** START ARTICLE **
Scientists Face Challenges in Igniting Kerosene

Aviation fuel, known as RP-3, commonly found at airports in China, fuels Yunfeng’s engine. Due to its high energy density and simplicity of storage and transportation, aviation kerosene is the fuel of choice for air-breathing engines.

Although the concept of using aviation fuel to power hypersonic detonation wave engines has existed for years, it is not easy to ignite.

Scientists faced significant challenges, given that it is difficult to ignite kerosene in hot, moving air. According to computer simulations, a kerosene-powered engine would require a detonation chamber 10 times larger than that of a hydrogen-powered engine.

The additional length would be impractical for most hypersonic aircraft, given that every millimeter is essential, according to the Chinese team.

Researchers Make Surprising Discovery

The researchers from China, however, discovered that a direct modification, adding a thumb-sized protuberance to the air intake surface of the hypersonic detonation wave engine, could make igniting kerosene easier while maintaining a compact chamber.

The YJ-21 and DF-17 are two hypersonic missiles developed by China that can strike a structure or a moving vessel, evading most air defense systems. By developing a fleet of aircraft that can transport passengers anywhere in the world in just a few hours, the Chinese government plans to explore uses for hypersonic technology in the civilian sector.

Regular long-distance flights under challenging circumstances should be possible for hypersonic aircraft. However, scientists and engineers working with the technology state that reducing construction costs and operation remains a challenging issue.
** END ARTICLE **
** START RECORD EXCERPTS **
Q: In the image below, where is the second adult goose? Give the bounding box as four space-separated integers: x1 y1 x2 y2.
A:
** END RECORD EXCERPTS **
** START RECORD EXCERPTS **
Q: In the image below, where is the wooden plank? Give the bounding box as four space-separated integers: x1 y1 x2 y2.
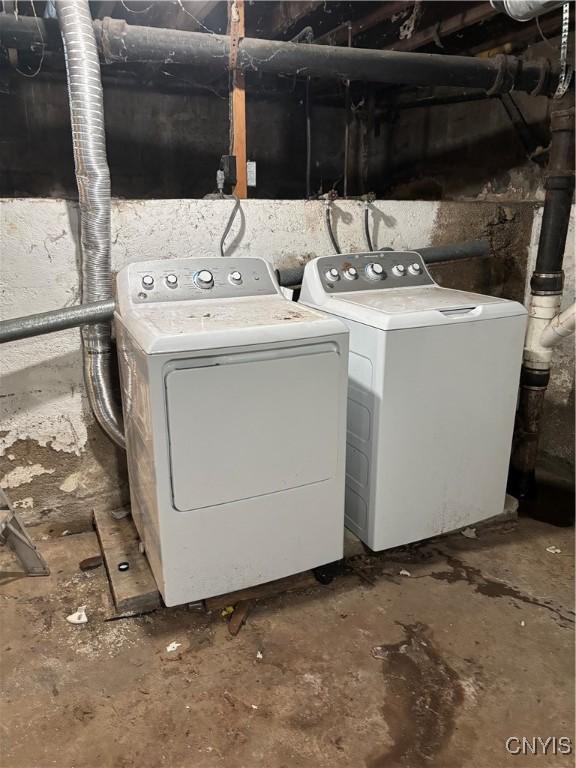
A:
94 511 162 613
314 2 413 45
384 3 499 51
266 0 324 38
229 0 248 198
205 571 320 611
** END RECORD EXCERPTS **
** START RECORD EXCERPTS **
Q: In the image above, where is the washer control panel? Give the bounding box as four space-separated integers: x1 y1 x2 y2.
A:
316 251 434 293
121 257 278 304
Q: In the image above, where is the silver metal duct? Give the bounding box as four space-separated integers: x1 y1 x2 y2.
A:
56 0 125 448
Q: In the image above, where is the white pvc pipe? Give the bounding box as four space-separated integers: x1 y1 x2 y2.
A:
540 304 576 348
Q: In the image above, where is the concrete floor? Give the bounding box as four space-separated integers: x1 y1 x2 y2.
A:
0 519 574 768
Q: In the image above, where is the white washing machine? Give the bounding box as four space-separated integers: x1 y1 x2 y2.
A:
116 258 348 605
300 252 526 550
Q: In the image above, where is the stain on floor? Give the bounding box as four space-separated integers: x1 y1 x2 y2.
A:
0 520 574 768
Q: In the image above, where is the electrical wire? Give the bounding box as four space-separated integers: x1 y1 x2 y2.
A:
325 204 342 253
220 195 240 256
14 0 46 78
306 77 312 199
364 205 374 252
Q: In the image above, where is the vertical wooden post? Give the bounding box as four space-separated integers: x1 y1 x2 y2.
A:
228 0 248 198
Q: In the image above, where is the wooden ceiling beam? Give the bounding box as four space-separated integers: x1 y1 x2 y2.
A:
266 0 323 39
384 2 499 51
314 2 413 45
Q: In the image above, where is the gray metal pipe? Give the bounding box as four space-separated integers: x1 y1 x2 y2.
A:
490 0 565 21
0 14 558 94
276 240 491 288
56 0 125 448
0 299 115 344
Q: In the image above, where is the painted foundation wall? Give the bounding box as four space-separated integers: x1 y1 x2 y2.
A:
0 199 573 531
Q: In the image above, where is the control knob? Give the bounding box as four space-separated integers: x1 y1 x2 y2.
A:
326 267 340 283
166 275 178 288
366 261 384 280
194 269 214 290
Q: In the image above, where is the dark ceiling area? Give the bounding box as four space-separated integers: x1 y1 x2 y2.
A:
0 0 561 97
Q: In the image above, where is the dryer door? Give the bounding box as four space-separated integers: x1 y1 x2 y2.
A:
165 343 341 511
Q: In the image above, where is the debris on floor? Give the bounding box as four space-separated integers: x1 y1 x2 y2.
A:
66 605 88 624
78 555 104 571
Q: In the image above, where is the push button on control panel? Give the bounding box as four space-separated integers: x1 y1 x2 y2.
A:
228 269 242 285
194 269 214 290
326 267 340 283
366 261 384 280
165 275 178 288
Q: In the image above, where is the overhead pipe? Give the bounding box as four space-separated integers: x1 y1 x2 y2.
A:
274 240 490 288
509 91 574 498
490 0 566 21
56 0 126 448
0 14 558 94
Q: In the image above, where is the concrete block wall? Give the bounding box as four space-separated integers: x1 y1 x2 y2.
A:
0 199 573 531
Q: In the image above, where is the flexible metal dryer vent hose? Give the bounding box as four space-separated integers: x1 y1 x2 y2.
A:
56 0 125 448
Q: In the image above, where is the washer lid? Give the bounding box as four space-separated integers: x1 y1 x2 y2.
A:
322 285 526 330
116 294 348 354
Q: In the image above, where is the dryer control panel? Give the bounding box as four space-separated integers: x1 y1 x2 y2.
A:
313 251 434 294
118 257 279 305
** END RECORD EXCERPTS **
# EXERCISE INSTRUCTIONS
**a.** Update the part of the kerosene article running from "Although the concept" down to "a hydrogen-powered engine." by putting "numerical models" where "computer simulations" stands.
**b.** Sum up the kerosene article in two sentences.
Rely on the kerosene article alone.

# WRITTEN RESPONSES
**a.**
Although the concept of using aviation fuel to power hypersonic detonation wave engines has existed for years, it is not easy to ignite.

Scientists faced significant challenges, given that it is difficult to ignite kerosene in hot, moving air. According to numerical models, a kerosene-powered engine would require a detonation chamber 10 times larger than that of a hydrogen-powered engine.

**b.** Aviation kerosene is the preferred fuel for air-breathing engines, but it is hard to ignite in hot, moving air, and simulations indicated that a kerosene-powered engine would need a detonation chamber 10 times larger than a hydrogen-powered one. Researchers from China found that adding a thumb-sized protuberance to the engine's air intake surface could make kerosene easier to ignite while keeping the chamber compact.